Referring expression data
☆ ☆ ☆
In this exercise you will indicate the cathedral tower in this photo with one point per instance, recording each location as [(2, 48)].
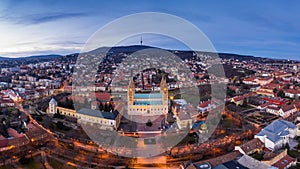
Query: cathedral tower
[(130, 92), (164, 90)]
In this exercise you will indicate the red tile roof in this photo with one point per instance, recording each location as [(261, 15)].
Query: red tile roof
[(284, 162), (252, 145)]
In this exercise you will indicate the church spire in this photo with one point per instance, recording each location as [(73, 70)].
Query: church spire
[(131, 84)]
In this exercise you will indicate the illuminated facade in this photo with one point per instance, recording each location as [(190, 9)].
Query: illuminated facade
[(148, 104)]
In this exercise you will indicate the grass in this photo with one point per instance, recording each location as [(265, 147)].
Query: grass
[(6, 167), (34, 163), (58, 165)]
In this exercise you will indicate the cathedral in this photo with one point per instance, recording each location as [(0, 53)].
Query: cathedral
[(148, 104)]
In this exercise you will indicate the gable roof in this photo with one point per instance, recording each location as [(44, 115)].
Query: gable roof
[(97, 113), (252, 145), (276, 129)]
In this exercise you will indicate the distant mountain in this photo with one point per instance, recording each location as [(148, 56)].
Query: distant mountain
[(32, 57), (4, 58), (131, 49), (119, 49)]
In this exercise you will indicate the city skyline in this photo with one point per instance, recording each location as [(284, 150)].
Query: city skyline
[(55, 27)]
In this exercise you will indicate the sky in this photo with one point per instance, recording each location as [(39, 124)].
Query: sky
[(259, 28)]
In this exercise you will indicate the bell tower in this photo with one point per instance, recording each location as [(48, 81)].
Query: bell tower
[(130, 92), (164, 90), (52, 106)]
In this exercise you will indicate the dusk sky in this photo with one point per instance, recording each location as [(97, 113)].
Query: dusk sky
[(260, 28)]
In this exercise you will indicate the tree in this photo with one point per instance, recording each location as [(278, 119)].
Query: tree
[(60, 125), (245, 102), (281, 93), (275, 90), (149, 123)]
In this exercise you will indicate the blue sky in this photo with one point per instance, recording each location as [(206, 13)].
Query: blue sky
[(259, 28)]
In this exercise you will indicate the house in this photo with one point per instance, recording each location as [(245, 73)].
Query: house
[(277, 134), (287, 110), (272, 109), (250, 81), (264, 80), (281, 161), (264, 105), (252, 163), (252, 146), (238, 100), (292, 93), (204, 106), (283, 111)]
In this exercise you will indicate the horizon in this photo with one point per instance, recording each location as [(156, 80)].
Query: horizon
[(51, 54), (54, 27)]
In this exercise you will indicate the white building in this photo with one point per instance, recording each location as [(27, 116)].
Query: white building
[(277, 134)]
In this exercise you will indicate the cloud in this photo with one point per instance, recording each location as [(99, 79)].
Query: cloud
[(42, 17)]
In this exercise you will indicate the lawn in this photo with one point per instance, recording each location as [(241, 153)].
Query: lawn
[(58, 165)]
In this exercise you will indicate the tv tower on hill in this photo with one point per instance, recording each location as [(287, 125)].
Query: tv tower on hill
☆ ☆ ☆
◆ **Exercise goal**: Set down exactly what runs from the line containing "In this exercise you will indicate the white" through the last line above, both lines included.

◆ **Solved problem**:
In this exercise you will indicate the white building in this photo with one point per instance, recording each location as [(27, 116)].
Query: white building
[(277, 134)]
In this exercise you will indicate the cloud in this photo with one point per instance, recording each location as [(99, 79)].
Query: cloud
[(42, 17)]
In this exercise you will indicate the lawn in this photo with one point per instance, recording each location as [(241, 153)].
Query: lawn
[(58, 165)]
In this exercise you will indicate the tv tower on hill in this photo with one point per instance, recording each location as [(287, 125)].
Query: tv tower on hill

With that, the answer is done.